### Quoted passage
[start]
In a normal age, we wouldn’t have to guess what Iowa’s depth chart would look like in late September because they’d already be 3-0, and the majority of the fanbase would be clamoring for the backup quarterback to see more playing time. We’re not in a normal age, though, and as the announcement that the Big Ten is set to resume play only came last week, everyone has a lot of catching up to do.
The Hawkeyes lost a lot of talent and leadership this offseason. First and foremost, they lost a three-year starter at quarterback in Nate Stanley. Several senior role players on offense including Brady Ross, tight end Nate Wieting, left guard Landan Paulsen and his brother Levi graduated. Junior right guard Tristan Wirfs made the wise decision to forego his senior season and was selected in the first round of the NFL Draft by the Tampa Bay Buccaneers.
On defense, both starting tackles, Cedrick Lattimore and Brady Reiff, aged out. End A.J. Epenesa and safety Geno Stone declared for the NFL Draft early and middle linebacker Kristian Welch and cornerback Michael Ojemudia graduated. Somehow, Iowa went from having two punters to having no punters as Michael Sleep-Dalton and Colten Rastetter graduated as well.
[end]
### Available data
[start]
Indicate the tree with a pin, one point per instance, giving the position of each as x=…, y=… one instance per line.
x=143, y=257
[end]
### Exercise tasks
**A)** In the Iowa football text, which NFL team drafted Tristan Wirfs?
**B)** Pick up the Iowa football text right after its last sentence and keep writing.
The listing has nothing to do with the Iowa football text.

### Answers for the tasks
**A)** The Tampa Bay Buccaneers

**B)**
Overall, the Hawkeyes lost a combined 11 starters, five on offense and six on defense. Here’s what we think the depth chart might look like to kick off 2020:
|FIRST STRING||SECOND STRING|
|QB||Spencer Petras (RS SO)||Alex Padilla (RS FR)|
|rb||Tyler Goodson (SO)||Mekhi Sargent (SR)|
|fb||Turner Pallissard (RS SO)||Colton Dinsdale (SR)|
|WR||Ihmir Smith-Marsette (SR)||Tyrone Tracy Jr. (RS SO)|
|WR||Brandon Smith (SR)||Nico Ragaini (RS SO)|
|TE||Sam LaPorta (SO)||Shaun Beyer (SR)|
|LT||Alaric Jackson (SR)||Jack Plumb (RS SO)|
|LG||Mark Kallenberger (JR)||Cody Ince (SO)|
|C||Tyler Linderbaum (RS SO)||Jeff Jenkins (RS SO)|
|RG||Kyler Schott (JR)||Cole Banwart (SR)|
|RT||Coy Cronk (SR)||Jack Plumb (RS SO)|
|K||Keith Duncan (SR)||Caleb Shudak (SR)|
Spencer Petras was the only other quarterback that saw any playing time last season, which is probably why Peyton Mansell transferred to Abilene Christian: the writing was on the wall. Alex Padilla falls into the backup spot by default, but I wouldn’t be surprised to see Deuce Hogan here in the future.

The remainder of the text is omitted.